Extrait:

----------

Fiche du document numéro 2683

Num
2683
Date
Jeudi 17 décembre 1998
Amj
Taille
31094
Titre
La «drôle de guerre» des militaires français
Sous titre
Ils se sont parfois retrouvés impliqués dans les combats contre les rebelles tutsis.
Nom cité
Source
Type
Article de journal
Langue
FR
Citation
Les militaires français ont mené une drôle de guerre au Rwanda en se retrouvant directement impliqués dans des combats contre les « rebelles » tutsis du FPR, notamment en 1993. Le rapport de la Mission d'information parlementaire, publié lundi (Libération du 16/12/98), permet aujourd'hui de mieux cerner ce qu'a été concrètement cette intervention « aux limites de l'engagement militaire direct ».

Le colonel Didier Tauzin, issu du 1er RPIMa, le régiment des forces spéciales, a très clairement expliqué aux députés comment les choses se passaient. Bien que son audition à huis clos n'ait pas été rendue publique, l'essentiel de ses propos sont cependant cités dans le corps du rapport. Cet officier, qui a notamment commandé le très discret « détachement d'assistance militaire et d'instruction (Dami) Panda », a justifié la « proximité des instructeurs » avec l'armée rwandaise au cours d'opérations défensives. « L'armée se doit d'être soudée et la profondeur du dispositif est forcément réduite », de l'ordre de « cinq cents mètres ». « Même si l'instruction se déroule à l'arrière », a-t-il expliqué, elle se situe « à proximité du front », avec la logistique « à un ou deux kilomètres maximum ». La cinquantaine de bérets rouges français n'étaient ainsi qu'à quelques centaines de mètres des « rebelles » Qu'y faisaient-ils? L'exemple des artilleurs est assez
cocasse. Lors d'une opération connue sous le nom de Chimère (22 février-28 mars 1993), les instructeurs français furent chargés d'une « mission de conseil en vue de l'utilisation des batteries de 122D30 et de 105 mm » qui sont des canons de forte puissance. « Les artilleurs (français, ndlr) n'étaient pas au pied de la pièce en train de tirer », a assuré le colonel Tauzin, mais, « éventuellement, si l'artilleur local était perdu dans ses comptes, ceux-ci l'aidaient, pour se retirer ensuite à l'arrière ». Dans l'artillerie, la principale difficulté n'est pas de glisser un obus dans un canon puis de tirer, mais de connaître la position exacte des cibles et d'orienter précisément le tube de l'obusier. C'est une affaire d'équation dont se chargeaient les Français, lorsque les Rwandais étaient « perdus dans leurs comptes ». Pas besoin en effet d'être « au pied de la pièce », surtout si elle est à moins d'un kilomètre.

----------

Consignes:
a - Comment traduire en anglais cette phrase de l'article sur les militaires français au Rwanda : « Dans l'artillerie, la principale difficulté n'est pas de glisser un obus dans un canon puis de tirer, mais de connaître la position exacte des cibles et d'orienter précisément le tube de l'obusier. » ?
b - Quelles lignes des enregistrements contiennent la chaîne "outline", en respectant la casse ? Repérez-les et recopiez chacune d'elles intégralement.

Matériel d'exercice:
----------

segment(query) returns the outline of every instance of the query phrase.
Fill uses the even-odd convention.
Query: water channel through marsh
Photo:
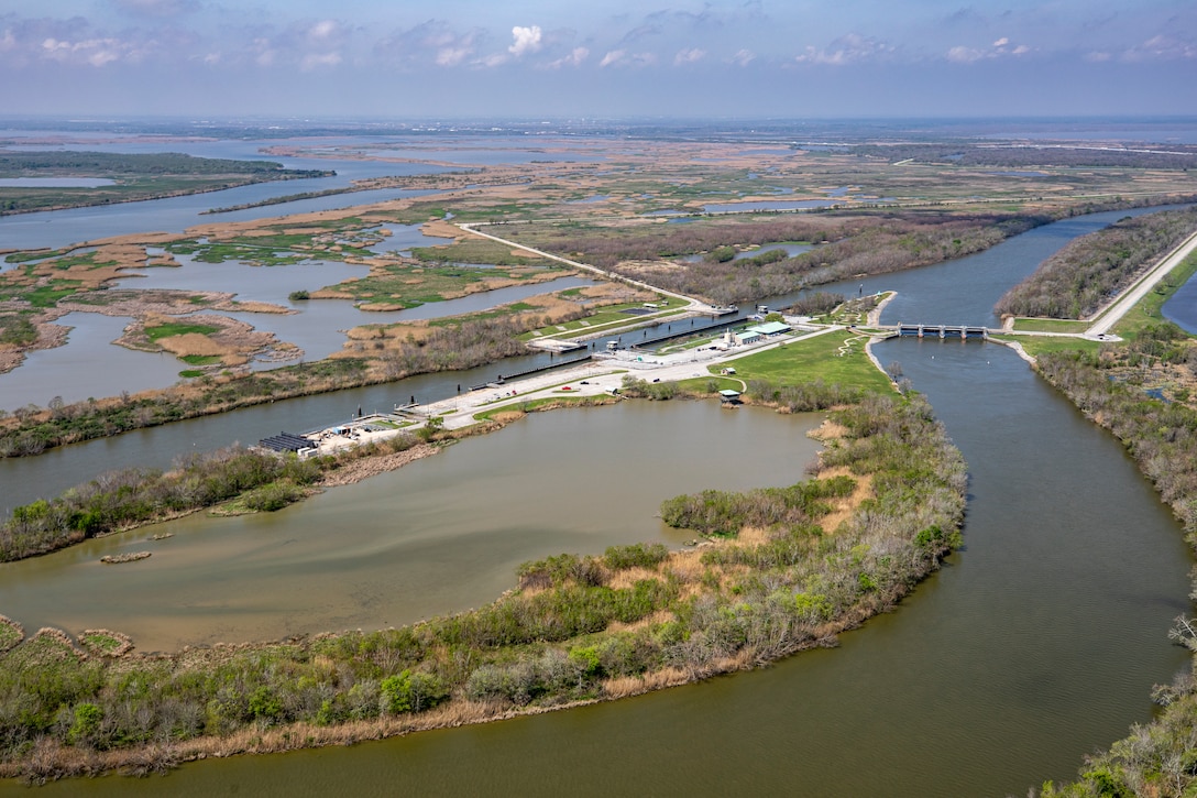
[[[1067,223],[1073,235],[1088,231],[1076,222]],[[1107,223],[1086,222],[1092,229]],[[928,310],[935,318],[918,321],[976,322],[971,314],[952,316],[950,297],[968,296],[978,307],[991,307],[997,298],[989,296],[994,290],[1017,282],[1065,241],[1045,228],[1013,240],[1009,247],[994,248],[986,253],[984,268],[970,261],[972,266],[958,271],[949,265],[894,277],[903,278],[905,296],[946,297]],[[919,273],[925,276],[922,282]],[[970,280],[976,280],[972,290]],[[895,612],[843,635],[839,648],[807,652],[752,673],[569,712],[348,749],[195,763],[164,780],[72,781],[50,785],[48,792],[294,796],[338,794],[352,784],[354,793],[366,796],[1002,796],[1026,794],[1028,786],[1045,779],[1071,776],[1086,752],[1125,734],[1131,723],[1148,720],[1152,684],[1169,681],[1186,665],[1185,652],[1167,640],[1171,619],[1191,609],[1186,573],[1192,561],[1180,526],[1122,446],[1009,350],[996,344],[899,339],[880,345],[876,355],[883,363],[903,364],[970,464],[965,548]],[[615,513],[620,501],[603,497],[610,496],[613,485],[631,482],[625,468],[634,460],[650,465],[642,477],[648,486],[637,490],[645,491],[645,501],[651,496],[655,507],[679,490],[667,484],[669,472],[693,473],[697,457],[704,458],[698,468],[700,484],[682,490],[730,486],[733,477],[743,472],[752,477],[748,484],[771,484],[760,478],[768,467],[757,467],[767,463],[764,452],[804,441],[791,418],[761,415],[758,427],[758,416],[745,411],[712,410],[711,417],[688,417],[706,412],[698,410],[705,404],[632,410],[637,406],[531,417],[405,470],[417,474],[433,468],[438,479],[424,489],[439,490],[444,483],[449,491],[460,489],[454,496],[468,498],[454,503],[442,495],[421,510],[430,514],[427,528],[433,537],[443,528],[451,538],[454,526],[463,524],[457,519],[470,515],[485,519],[496,532],[463,533],[460,545],[440,546],[446,557],[461,561],[444,570],[444,576],[439,575],[444,562],[419,548],[408,549],[405,554],[414,562],[396,561],[397,575],[391,584],[367,586],[366,603],[385,600],[387,590],[408,579],[405,566],[436,572],[430,585],[448,580],[448,587],[430,590],[443,591],[440,596],[450,600],[472,596],[475,587],[479,596],[493,597],[496,585],[486,584],[491,576],[470,572],[470,561],[481,562],[485,573],[510,574],[511,564],[491,561],[536,556],[523,554],[519,538],[534,539],[541,527],[547,534],[560,534],[554,543],[569,550],[587,550],[583,539],[600,548],[645,537],[669,540],[673,533],[654,527],[655,520],[636,530],[620,530],[626,524],[616,520],[593,537],[571,531],[570,525]],[[620,415],[628,410],[662,415],[632,424],[624,421],[632,416]],[[683,416],[680,427],[666,421],[673,413]],[[591,418],[614,421],[603,422],[612,427],[596,437],[588,430]],[[678,448],[683,439],[705,445],[721,427],[746,423],[753,427],[734,428],[733,435],[747,439],[746,449],[721,451],[719,446],[728,446],[722,443],[712,445],[709,454],[704,448],[701,455],[687,455]],[[657,428],[667,436],[652,443]],[[557,443],[564,445],[560,454],[547,457],[543,447]],[[103,446],[114,443],[102,442],[92,451]],[[481,484],[475,470],[487,459],[486,447],[494,454],[482,482],[497,482],[488,489],[492,492],[475,501],[467,489]],[[585,460],[596,470],[578,474],[575,468]],[[795,465],[802,461],[798,458]],[[57,463],[69,465],[71,460]],[[402,472],[379,479],[391,478],[417,479]],[[582,492],[559,501],[561,488],[555,480],[573,478],[583,482]],[[593,485],[584,484],[588,478]],[[339,508],[323,515],[323,524],[333,527],[323,532],[333,536],[346,530],[348,539],[357,540],[346,548],[347,558],[371,556],[369,539],[382,537],[359,537],[358,519],[363,526],[373,524],[383,531],[405,522],[405,500],[412,491],[371,483],[376,480],[317,500]],[[528,494],[518,494],[529,498],[506,501],[503,494],[517,485],[518,490],[529,486]],[[363,498],[342,500],[339,491]],[[597,504],[582,503],[583,497],[595,496]],[[531,521],[537,504],[545,502],[558,504],[560,515]],[[247,530],[242,537],[255,539],[239,545],[266,546],[263,538],[293,537],[290,527],[320,524],[322,518],[318,504],[286,513],[292,522],[278,520],[286,519],[285,514],[254,521],[265,525],[262,531]],[[202,531],[186,537],[198,540],[218,534],[214,531],[223,524],[202,524]],[[269,530],[274,524],[282,528]],[[620,537],[625,532],[628,537]],[[488,537],[510,537],[516,543],[503,555],[488,548]],[[188,544],[183,534],[163,543],[172,542],[199,545]],[[290,556],[286,549],[275,545],[250,560],[261,563],[265,573],[272,557]],[[302,584],[329,568],[324,562],[329,557],[339,560],[312,555],[300,566],[303,558],[297,557],[281,570],[300,569],[296,581]],[[114,568],[129,568],[133,574],[153,562]],[[32,566],[38,567],[51,566]],[[69,568],[81,566],[67,563],[65,570]],[[470,584],[474,580],[480,585]],[[370,596],[376,591],[377,596]],[[23,592],[14,591],[13,600]],[[214,596],[224,592],[213,590]],[[101,600],[120,600],[117,594],[114,586]],[[260,600],[268,596],[268,588],[263,590]],[[482,599],[464,599],[467,604],[476,600]],[[0,609],[30,625],[7,598],[0,598]],[[419,609],[413,615],[424,612]],[[107,625],[124,629],[119,611],[108,617]],[[376,619],[379,624],[400,622]],[[285,631],[277,628],[271,636]]]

----------

Réponses:
a - In artillery, the main difficulty is not slipping a shell into a gun and then firing, but knowing the exact position of the targets and precisely aiming the howitzer's barrel.

b -
segment(query) returns the outline of every instance of the query phrase.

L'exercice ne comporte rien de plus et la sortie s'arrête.